Short exercise >>
In the court opinion below, rewrite the paragraph beginning "Seeger, a musician and folk singer" as a short bulleted list that keeps its main facts.

[START Extract to read]

KAUFMAN, Circuit Judge.
Peter Seeger appeals from a judgment of conviction entered after a trial before Thomas F. Murphy, District Judge, and a jury, on an indictment charging him with a refusal to answer ten questions asked by a subcommittee of the Committee on Un-American Activities of the House of Representatives, in violation of 2 U.S.C.A. § 192. Appellant was sentenced to imprisonment for the maximum term of one year on each of the ten counts in the indictment, to be served concurrently, and to pay the costs of his prosecution.1
Seeger, a musician and folk singer, appeared as a witness before the subcommittee on August 18, 1955 during hearings which were being conducted on the subject of communist infiltration in the field of entertainment in New York.2 Although he answered a number of questions asked by members of the subcommittee and the subcommittee’s counsel, Seeger refused to discuss allegations that he was connected with communist activities or had participated in functions allegedly sponsored by the Communist Party. The refusal was not based on a claim of constitutional privilege under the Fifth Amendment,3 but generally on Seeger’s expressed belief that the questions were either “improper” or “immoral.”4
[481]*481Nearly one year later, on July 25, 1956, appellant’s refusal to answer those questions was reported to the House of Representatives; and the House thereupon voted to certify the report to the United States Attorney for prosecution. On March 26, 1957 the ten count indictment, predicated on appellant’s refusal to answer ten stated questions, was filed.5 Seeger pleaded not guilty, and subsequently moved to dismiss the indictment. In support ’of this motion it was argued, inter alia, that the indictment was defective because it failed “to state the authority of the sub-committee to conduct the inquiry before which the defendant was summoned as a witness.” The motion was denied in an oral opinion delivered from the bench.6
On appeal, Seeger contends that his conviction should be reversed on several grounds. Among them he challenges the authority of the subcommittee, the manner in which the hearings were conducted, the Grand Jury proceedings, and the adequacy of the indictment; moreover, he urges us to consider several errors allegedly committed by the court below during trial. Some of these contentions pertain to claimed violations of appellant’s rights under the First7 and Fifth Amendments to the Constitution. However, we find it unnecessary to consider the merits of any of these arguments, except one: that the indictment was defective because it failed to properly allege the authority of the subcommittee to conduct the hearings in issue, and to set forth the basis of that authority accurately.

[END Extract to read]
[START Data section]

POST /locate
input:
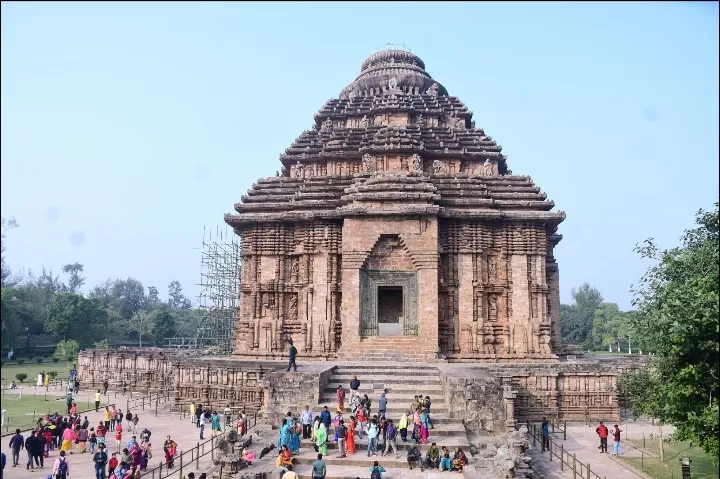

[END Data section]

The answer >>
- Seeger, a musician and folk singer, testified before the subcommittee on August 18, 1955, at hearings on communist infiltration in New York entertainment.
- He answered a number of questions from subcommittee members and its counsel.
- He refused to discuss allegations that he was connected with communist activities or took part in functions allegedly sponsored by the Communist Party.
- He did not claim Fifth Amendment privilege. He generally objected that the questions were "improper" or "immoral."